▶ **Task statement**
Turn every line of the entries below into a Markdown table with two columns, Row and Line. Put a running row number under Row and the line's text under Line, and leave out blank lines.

(Collected data entries)

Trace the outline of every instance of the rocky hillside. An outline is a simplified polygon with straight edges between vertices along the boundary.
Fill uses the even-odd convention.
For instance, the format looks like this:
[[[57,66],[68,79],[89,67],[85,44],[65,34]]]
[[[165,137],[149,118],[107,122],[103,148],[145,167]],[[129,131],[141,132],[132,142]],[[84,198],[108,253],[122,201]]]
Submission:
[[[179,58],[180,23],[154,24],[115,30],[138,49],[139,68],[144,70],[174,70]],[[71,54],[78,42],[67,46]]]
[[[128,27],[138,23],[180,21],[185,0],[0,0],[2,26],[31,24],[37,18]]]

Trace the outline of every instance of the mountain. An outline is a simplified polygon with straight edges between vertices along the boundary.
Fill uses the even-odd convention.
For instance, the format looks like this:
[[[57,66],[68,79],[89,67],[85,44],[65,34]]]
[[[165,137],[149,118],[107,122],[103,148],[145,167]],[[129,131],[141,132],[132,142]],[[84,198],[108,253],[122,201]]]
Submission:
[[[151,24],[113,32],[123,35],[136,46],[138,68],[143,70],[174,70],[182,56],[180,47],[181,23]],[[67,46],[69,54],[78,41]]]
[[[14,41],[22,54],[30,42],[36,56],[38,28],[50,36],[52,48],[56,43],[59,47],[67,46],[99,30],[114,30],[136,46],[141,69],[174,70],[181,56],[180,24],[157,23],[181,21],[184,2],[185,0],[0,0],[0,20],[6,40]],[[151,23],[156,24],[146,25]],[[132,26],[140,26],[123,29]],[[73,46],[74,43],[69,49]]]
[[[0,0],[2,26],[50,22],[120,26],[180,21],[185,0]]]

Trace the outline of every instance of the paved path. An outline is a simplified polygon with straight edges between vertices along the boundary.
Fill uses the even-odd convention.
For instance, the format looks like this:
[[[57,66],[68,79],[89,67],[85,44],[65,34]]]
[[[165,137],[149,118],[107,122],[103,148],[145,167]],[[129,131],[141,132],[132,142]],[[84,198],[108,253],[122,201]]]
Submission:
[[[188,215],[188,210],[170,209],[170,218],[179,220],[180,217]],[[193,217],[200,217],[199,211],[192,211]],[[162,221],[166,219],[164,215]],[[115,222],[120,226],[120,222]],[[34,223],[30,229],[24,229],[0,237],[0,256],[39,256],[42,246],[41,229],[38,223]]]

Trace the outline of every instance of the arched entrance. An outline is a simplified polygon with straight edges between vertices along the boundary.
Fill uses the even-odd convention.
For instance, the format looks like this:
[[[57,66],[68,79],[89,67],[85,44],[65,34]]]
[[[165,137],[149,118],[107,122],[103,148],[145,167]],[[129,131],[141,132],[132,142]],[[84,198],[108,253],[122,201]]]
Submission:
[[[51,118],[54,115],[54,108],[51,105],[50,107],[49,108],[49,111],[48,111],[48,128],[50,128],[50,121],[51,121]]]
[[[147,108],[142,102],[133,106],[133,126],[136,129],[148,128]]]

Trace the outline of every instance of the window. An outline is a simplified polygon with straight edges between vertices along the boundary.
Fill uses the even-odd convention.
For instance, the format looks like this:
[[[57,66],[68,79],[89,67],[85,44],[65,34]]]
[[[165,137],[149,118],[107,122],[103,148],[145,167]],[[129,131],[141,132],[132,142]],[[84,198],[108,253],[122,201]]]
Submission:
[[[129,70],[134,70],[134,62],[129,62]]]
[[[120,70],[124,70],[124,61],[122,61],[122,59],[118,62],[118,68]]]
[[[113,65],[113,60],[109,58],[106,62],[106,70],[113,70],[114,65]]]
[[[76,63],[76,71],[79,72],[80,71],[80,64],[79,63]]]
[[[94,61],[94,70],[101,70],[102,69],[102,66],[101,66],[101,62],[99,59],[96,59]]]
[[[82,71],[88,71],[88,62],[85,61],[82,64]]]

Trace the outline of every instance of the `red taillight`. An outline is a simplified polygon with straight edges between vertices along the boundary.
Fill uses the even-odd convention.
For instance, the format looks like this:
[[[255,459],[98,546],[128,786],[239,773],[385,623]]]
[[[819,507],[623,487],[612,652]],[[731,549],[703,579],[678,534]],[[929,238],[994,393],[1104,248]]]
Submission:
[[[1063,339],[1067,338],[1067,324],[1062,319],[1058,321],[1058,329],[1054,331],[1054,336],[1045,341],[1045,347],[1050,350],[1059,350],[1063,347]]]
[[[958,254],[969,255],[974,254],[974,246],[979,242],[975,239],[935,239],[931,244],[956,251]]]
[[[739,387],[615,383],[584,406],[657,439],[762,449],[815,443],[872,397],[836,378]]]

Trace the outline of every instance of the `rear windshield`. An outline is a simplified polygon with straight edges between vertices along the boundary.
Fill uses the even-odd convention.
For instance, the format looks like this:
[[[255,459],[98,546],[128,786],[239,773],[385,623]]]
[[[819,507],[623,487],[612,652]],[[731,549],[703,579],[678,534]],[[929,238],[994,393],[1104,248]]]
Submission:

▶ **The reply**
| Row | Line |
|---|---|
| 1 | Trace the outline of every instance of the rocky hillside. An outline is a simplified polygon with straight edges between vertices along the boundary. |
| 2 | Fill uses the even-odd convention. |
| 3 | For instance, the format looks like this: |
| 4 | [[[57,66],[68,79],[89,67],[85,44],[65,34]]] |
| 5 | [[[165,137],[149,118],[107,122],[103,148],[145,167]],[[129,131],[141,132],[132,142]],[[84,198],[108,253],[122,201]]] |
| 6 | Submission: |
| 7 | [[[179,58],[180,23],[154,24],[115,30],[138,49],[139,68],[144,70],[174,70]],[[71,54],[78,42],[67,46]]] |
| 8 | [[[128,27],[138,23],[180,21],[185,0],[0,0],[2,26],[31,24],[37,18]]] |
| 9 | Trace the outline of every instance of the mountain. An outline is a simplified polygon with straight edges between vertices along the boundary. |
| 10 | Fill uses the even-odd convention. |
| 11 | For instance, the format looks like this: |
| 12 | [[[57,66],[68,79],[89,67],[85,44],[65,34]]] |
| 13 | [[[165,137],[149,118],[107,122],[103,148],[145,167]],[[129,131],[141,132],[132,142]],[[84,198],[108,253],[122,201]]] |
| 14 | Submission: |
| 15 | [[[151,24],[113,32],[123,35],[136,46],[138,68],[143,70],[174,70],[182,56],[180,47],[181,23]],[[67,46],[69,54],[78,41]]] |
| 16 | [[[14,41],[22,54],[30,42],[36,56],[38,28],[50,36],[52,48],[56,43],[59,47],[67,46],[99,30],[114,30],[136,46],[141,69],[174,70],[181,56],[180,24],[157,23],[181,21],[184,2],[185,0],[0,0],[0,20],[6,40]],[[151,23],[156,24],[146,25]],[[132,26],[140,26],[123,29]],[[73,46],[74,43],[69,49]]] |
| 17 | [[[0,0],[2,26],[50,22],[120,26],[180,21],[185,0]]] |
| 18 | Trace the outline of every instance of the paved path. An outline is a simplified polygon with straight edges between vertices along the boundary. |
| 19 | Fill uses the even-odd convention. |
| 20 | For instance, the format looks like this: |
| 21 | [[[57,66],[68,79],[89,67],[85,44],[65,34]]] |
| 22 | [[[165,137],[149,118],[107,122],[103,148],[145,167]],[[129,131],[141,132],[132,142]],[[84,198],[108,253],[122,201]]] |
| 23 | Submission: |
| 24 | [[[188,215],[188,210],[170,209],[170,218],[179,220],[180,217]],[[193,217],[200,217],[199,211],[192,211]],[[162,221],[166,219],[164,215]],[[115,222],[120,226],[120,222]],[[34,223],[30,229],[24,229],[0,237],[0,256],[39,256],[42,246],[41,229],[38,223]]] |
| 25 | Trace the outline of every instance of the arched entrance. An outline is a simplified polygon with straight edges between vertices along the boundary. |
| 26 | Fill uses the even-odd convention. |
| 27 | For instance, the format looks like this: |
| 28 | [[[57,66],[68,79],[89,67],[85,44],[65,34]]] |
| 29 | [[[165,137],[149,118],[107,122],[103,148],[145,167]],[[129,131],[141,132],[132,142]],[[84,198],[108,253],[122,201]]] |
| 30 | Submission: |
| 31 | [[[51,118],[54,115],[54,108],[51,105],[50,107],[49,108],[49,111],[48,111],[48,128],[50,128],[50,121],[51,121]]] |
| 32 | [[[147,108],[142,102],[133,106],[133,126],[136,129],[148,128]]] |
| 33 | Trace the outline of every instance of the window. An outline is a simplified polygon with straight edges between vertices along the boundary. |
| 34 | Fill uses the even-odd convention. |
| 35 | For instance, the format looks like this: |
| 36 | [[[57,66],[68,79],[89,67],[85,44],[65,34]]] |
| 37 | [[[165,137],[149,118],[107,122],[103,148],[145,167]],[[129,131],[141,132],[132,142]],[[84,198],[108,253],[122,201]]] |
| 38 | Submission: |
| 39 | [[[129,70],[134,70],[134,62],[129,62]]] |
| 40 | [[[120,70],[124,70],[124,61],[122,61],[122,59],[118,62],[118,68]]] |
| 41 | [[[113,65],[113,60],[109,58],[106,62],[106,70],[113,70],[114,65]]] |
| 42 | [[[76,63],[76,71],[79,72],[80,71],[80,64],[79,63]]] |
| 43 | [[[94,61],[94,70],[101,70],[102,69],[102,66],[101,66],[101,62],[99,59],[96,59]]] |
| 44 | [[[82,71],[88,71],[88,62],[85,61],[82,64]]] |
| 45 | Trace the outline of every instance of the `red taillight`. An outline is a simplified polygon with straight edges between vertices along the boundary. |
| 46 | Fill uses the even-odd convention. |
| 47 | For instance, the format looks like this: |
| 48 | [[[255,459],[98,546],[128,786],[239,773],[385,623]]] |
| 49 | [[[819,507],[623,487],[612,652]],[[731,549],[703,579],[678,534]],[[929,238],[994,393],[1104,248]]] |
| 50 | Submission: |
| 51 | [[[1063,339],[1067,338],[1067,324],[1062,319],[1058,321],[1058,329],[1054,331],[1054,336],[1045,341],[1045,347],[1050,350],[1059,350],[1063,347]]] |
| 52 | [[[958,254],[969,255],[974,254],[974,246],[979,242],[975,239],[935,239],[931,244],[956,251]]] |
| 53 | [[[739,387],[615,383],[584,406],[657,439],[762,449],[815,443],[872,397],[836,378]]] |
| 54 | Trace the outline of every instance of the `rear windshield`. An outline is a simplified polygon with straight edges between vertices along the boundary. |
| 55 | Fill uses the even-odd convention. |
| 56 | For instance, the format looks like this: |
| 57 | [[[255,459],[98,546],[128,786],[239,773],[385,623]]] |
| 58 | [[[819,507],[623,487],[612,652]],[[731,549],[703,579],[678,534]],[[929,238],[994,393],[1104,248]]] |
| 59 | Submission: |